:: Gegeven opdracht A ::
Neem uit de items ongewijzigd de regels over vanaf de regel met "the weathered plaster" tot en met de regel met "[0, 97, 124, 209]", beide grensregels inbegrepen.

:: Getoonde passage ::
··········

Gebruik maken van de geavanceerde web-based
gebruikersinterface
Gebruik maken van de accesspoint-modus
Opmerking:
Deze geavanceerde functie mag uitsluitend door ervaren
gebruikers worden gebruikt. De router kan ook zodanig worden
geconfigureerd dat hij als draadloos accesspoint fungeert. In deze modus
is het gebruik van de functie "NAT IP-sharing" en de DHCP-server niet
mogelijk. In de accesspoint-modus moet de router worden geconfigureerd
met een IP-adres dat zich in hetzelfde subnet bevindt als het overige
netwerk waarmee u een bridge (brug) tot stand wilt brengen. Het standaard
IP-adres is 192.168.2.254 en het subnetmasker is 255.255.255.0. Deze
kunnen naar behoefte worden aangepast.
1.
Schakel de AP-modus in door "Enable" (Activeren) te selecteren op de
pagina "Use as Access Point only" (Alleen als accesspoint gebruiken).

··········

Items met gelabelde kaders:
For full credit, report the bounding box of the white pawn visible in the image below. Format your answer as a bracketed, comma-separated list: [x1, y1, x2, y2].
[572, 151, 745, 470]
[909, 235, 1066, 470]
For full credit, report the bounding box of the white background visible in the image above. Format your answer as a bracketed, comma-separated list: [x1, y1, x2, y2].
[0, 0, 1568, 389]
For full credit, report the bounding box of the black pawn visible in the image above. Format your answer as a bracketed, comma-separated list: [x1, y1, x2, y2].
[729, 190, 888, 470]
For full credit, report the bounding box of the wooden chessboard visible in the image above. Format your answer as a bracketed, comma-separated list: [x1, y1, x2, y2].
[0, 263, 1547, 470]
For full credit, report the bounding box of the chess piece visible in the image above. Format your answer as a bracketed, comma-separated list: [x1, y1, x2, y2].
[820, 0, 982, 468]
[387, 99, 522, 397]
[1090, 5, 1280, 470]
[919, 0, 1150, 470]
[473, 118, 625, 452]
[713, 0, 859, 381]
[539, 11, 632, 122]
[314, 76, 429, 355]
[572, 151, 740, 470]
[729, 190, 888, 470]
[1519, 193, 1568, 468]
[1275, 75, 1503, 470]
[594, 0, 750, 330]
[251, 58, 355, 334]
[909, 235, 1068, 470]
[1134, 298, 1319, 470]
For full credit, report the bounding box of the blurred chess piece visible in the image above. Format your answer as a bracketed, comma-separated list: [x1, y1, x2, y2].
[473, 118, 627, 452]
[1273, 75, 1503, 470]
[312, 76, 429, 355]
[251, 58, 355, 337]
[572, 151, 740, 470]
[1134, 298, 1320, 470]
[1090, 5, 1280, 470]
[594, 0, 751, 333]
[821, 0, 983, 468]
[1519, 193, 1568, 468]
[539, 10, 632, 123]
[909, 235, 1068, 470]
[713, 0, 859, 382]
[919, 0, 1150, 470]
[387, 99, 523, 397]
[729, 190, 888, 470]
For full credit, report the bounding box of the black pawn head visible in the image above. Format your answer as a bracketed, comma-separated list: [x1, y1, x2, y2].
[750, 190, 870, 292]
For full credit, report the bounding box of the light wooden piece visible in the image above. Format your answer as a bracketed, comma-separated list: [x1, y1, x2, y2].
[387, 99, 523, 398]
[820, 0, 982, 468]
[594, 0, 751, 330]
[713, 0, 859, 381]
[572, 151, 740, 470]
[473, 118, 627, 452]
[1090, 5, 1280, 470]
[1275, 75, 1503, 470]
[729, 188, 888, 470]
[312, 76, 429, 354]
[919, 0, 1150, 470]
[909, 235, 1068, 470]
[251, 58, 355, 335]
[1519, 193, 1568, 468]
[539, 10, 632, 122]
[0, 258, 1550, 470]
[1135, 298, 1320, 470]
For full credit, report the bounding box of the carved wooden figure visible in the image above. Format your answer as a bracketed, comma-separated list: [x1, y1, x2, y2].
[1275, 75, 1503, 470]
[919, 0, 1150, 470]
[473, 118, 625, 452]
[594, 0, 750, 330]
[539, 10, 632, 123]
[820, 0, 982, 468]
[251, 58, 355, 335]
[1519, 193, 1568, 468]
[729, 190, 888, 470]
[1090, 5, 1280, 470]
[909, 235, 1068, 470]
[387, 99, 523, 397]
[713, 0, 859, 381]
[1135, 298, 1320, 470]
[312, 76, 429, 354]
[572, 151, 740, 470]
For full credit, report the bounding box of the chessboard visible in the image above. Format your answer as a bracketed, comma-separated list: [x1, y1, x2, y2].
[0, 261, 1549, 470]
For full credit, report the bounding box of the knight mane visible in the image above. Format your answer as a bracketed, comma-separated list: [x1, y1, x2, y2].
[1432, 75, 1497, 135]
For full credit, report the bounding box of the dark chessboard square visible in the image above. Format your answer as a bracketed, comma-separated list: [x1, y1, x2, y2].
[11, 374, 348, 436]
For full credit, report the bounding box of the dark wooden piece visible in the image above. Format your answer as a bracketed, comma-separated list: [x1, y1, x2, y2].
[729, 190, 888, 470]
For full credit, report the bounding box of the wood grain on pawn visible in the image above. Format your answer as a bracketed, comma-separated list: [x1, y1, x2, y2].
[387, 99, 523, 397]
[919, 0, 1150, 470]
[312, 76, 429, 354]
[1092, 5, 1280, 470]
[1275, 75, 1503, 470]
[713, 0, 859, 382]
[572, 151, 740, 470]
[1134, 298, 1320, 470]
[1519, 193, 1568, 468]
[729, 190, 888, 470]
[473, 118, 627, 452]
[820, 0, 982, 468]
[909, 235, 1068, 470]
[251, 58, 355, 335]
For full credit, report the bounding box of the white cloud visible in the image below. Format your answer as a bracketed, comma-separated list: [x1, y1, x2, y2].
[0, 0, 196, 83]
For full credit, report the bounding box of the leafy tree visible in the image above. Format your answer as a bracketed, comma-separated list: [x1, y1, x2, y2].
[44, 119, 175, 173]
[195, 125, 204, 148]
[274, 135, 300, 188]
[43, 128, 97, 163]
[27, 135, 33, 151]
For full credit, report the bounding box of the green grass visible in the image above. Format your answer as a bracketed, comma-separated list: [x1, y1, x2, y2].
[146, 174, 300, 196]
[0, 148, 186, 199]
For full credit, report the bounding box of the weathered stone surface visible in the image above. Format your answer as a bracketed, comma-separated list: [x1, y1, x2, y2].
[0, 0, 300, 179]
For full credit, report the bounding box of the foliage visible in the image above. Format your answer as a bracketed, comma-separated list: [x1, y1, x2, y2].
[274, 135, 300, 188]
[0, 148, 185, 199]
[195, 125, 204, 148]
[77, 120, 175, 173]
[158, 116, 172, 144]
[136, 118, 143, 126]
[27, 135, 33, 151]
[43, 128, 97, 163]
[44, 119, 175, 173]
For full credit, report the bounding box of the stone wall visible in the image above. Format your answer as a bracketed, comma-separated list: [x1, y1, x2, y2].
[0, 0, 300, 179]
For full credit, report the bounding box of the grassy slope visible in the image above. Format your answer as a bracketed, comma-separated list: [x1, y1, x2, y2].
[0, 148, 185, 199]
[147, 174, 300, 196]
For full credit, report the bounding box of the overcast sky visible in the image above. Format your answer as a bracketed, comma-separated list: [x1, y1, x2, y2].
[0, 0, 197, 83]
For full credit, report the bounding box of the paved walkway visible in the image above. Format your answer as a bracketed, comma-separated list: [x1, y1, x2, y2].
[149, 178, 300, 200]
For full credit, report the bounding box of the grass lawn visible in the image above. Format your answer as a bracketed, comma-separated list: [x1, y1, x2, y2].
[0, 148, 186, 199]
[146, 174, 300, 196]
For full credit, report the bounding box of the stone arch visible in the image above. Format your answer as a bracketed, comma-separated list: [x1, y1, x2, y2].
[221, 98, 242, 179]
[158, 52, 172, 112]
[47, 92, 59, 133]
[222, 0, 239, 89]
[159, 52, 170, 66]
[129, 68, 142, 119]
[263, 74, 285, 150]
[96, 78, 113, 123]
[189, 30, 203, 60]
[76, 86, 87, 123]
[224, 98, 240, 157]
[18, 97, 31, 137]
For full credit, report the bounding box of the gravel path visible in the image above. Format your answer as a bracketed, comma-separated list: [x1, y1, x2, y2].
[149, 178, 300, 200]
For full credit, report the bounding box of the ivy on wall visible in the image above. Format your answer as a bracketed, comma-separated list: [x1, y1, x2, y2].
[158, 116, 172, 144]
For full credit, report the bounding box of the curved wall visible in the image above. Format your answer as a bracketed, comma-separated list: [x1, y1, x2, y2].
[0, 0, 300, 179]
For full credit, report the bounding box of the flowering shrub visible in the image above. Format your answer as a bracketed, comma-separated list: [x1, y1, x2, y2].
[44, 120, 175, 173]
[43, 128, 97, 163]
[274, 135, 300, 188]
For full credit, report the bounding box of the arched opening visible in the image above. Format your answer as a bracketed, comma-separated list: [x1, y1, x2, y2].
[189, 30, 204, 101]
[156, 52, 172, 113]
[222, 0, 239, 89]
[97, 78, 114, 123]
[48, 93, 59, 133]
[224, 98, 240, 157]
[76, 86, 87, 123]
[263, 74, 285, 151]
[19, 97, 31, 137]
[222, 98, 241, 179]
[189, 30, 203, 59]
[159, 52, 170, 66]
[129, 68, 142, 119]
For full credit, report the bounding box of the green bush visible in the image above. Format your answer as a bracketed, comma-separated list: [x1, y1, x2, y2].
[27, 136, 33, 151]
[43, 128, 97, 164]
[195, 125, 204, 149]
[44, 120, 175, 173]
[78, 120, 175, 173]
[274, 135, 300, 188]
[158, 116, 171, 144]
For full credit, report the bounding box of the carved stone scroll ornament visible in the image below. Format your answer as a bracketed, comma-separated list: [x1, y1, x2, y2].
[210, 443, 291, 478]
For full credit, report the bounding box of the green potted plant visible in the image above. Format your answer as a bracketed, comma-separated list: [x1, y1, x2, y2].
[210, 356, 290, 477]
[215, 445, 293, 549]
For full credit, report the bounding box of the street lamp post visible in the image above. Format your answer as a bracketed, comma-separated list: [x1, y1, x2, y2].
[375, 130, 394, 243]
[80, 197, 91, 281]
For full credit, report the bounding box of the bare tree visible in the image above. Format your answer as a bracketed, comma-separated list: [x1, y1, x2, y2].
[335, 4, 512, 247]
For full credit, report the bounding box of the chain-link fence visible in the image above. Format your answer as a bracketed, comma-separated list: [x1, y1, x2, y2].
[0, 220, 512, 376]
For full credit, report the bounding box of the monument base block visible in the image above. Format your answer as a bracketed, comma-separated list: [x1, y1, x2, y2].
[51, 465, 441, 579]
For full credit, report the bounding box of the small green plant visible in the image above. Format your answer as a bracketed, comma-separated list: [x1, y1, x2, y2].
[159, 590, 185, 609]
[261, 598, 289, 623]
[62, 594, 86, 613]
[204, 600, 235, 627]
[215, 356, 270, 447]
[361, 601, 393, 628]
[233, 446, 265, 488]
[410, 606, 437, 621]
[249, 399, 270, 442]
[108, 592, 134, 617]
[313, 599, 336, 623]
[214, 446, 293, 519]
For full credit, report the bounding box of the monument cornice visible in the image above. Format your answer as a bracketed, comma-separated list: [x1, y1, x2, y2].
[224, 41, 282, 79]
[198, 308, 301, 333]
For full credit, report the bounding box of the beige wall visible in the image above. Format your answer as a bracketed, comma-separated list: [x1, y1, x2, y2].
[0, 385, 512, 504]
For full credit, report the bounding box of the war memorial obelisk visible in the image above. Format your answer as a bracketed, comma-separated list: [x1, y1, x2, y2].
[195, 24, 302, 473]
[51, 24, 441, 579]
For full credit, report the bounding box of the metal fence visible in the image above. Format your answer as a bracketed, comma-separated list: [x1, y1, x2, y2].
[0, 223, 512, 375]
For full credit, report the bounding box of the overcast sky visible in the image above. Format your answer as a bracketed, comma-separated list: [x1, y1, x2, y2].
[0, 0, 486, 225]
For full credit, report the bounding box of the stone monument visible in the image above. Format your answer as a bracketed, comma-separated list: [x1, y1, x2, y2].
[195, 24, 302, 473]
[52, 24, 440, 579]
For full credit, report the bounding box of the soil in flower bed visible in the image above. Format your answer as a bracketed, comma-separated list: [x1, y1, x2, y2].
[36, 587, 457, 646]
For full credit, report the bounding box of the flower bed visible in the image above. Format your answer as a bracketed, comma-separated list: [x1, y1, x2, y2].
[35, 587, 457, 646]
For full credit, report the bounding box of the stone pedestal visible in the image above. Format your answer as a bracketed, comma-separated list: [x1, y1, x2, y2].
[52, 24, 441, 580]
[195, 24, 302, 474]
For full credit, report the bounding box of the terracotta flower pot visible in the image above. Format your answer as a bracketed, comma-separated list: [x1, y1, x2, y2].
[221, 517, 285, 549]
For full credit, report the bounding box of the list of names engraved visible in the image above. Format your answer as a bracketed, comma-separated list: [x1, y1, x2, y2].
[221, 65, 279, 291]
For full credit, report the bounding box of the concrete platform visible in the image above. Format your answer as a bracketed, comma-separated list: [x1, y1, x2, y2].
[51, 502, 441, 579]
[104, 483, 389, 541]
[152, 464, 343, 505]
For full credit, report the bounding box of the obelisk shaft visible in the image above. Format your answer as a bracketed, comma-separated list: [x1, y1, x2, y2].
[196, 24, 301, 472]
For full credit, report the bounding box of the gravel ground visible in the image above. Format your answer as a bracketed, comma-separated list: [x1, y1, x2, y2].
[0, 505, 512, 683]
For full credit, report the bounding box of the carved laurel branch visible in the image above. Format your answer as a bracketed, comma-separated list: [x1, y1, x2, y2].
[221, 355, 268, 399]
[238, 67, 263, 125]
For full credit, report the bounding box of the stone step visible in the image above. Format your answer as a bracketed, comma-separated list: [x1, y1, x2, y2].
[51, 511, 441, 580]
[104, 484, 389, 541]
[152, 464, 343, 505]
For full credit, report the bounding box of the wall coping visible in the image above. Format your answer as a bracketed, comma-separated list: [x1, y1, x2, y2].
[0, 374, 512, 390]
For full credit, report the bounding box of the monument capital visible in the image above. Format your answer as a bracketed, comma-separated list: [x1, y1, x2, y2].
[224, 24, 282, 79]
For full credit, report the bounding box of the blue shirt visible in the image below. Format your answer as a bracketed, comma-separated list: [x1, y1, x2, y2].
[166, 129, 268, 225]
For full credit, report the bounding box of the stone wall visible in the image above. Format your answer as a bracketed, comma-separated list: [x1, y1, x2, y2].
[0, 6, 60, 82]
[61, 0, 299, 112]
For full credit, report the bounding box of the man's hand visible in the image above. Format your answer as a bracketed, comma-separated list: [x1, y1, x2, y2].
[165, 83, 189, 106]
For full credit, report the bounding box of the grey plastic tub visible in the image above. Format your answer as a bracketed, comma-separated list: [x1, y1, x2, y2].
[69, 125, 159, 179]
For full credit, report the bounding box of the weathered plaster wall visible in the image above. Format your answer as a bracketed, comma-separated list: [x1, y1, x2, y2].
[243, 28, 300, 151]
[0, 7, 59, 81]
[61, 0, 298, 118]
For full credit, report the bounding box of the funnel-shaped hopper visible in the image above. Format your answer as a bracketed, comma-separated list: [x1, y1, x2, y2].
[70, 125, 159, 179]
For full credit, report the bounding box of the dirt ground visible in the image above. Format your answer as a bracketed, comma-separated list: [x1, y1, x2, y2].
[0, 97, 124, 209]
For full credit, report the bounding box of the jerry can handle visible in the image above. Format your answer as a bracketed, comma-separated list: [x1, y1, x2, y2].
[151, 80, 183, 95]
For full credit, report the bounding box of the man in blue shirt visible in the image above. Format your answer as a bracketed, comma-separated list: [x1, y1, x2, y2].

··········

:: Gegeven opdracht B ::
Wat is volgens de passage over de accesspoint-modus het standaard IP-adres van de router?

:: Volledige uitvoer A ::
For full credit, report the bounding box of the weathered plaster wall visible in the image above. Format your answer as a bracketed, comma-separated list: [x1, y1, x2, y2].
[243, 28, 300, 151]
[0, 7, 59, 81]
[61, 0, 298, 118]
For full credit, report the bounding box of the funnel-shaped hopper visible in the image above. Format your answer as a bracketed, comma-separated list: [x1, y1, x2, y2].
[70, 125, 159, 179]
For full credit, report the bounding box of the dirt ground visible in the image above. Format your answer as a bracketed, comma-separated list: [x1, y1, x2, y2].
[0, 97, 124, 209]

:: Volledige uitvoer B ::
Het standaard IP-adres is 192.168.2.254.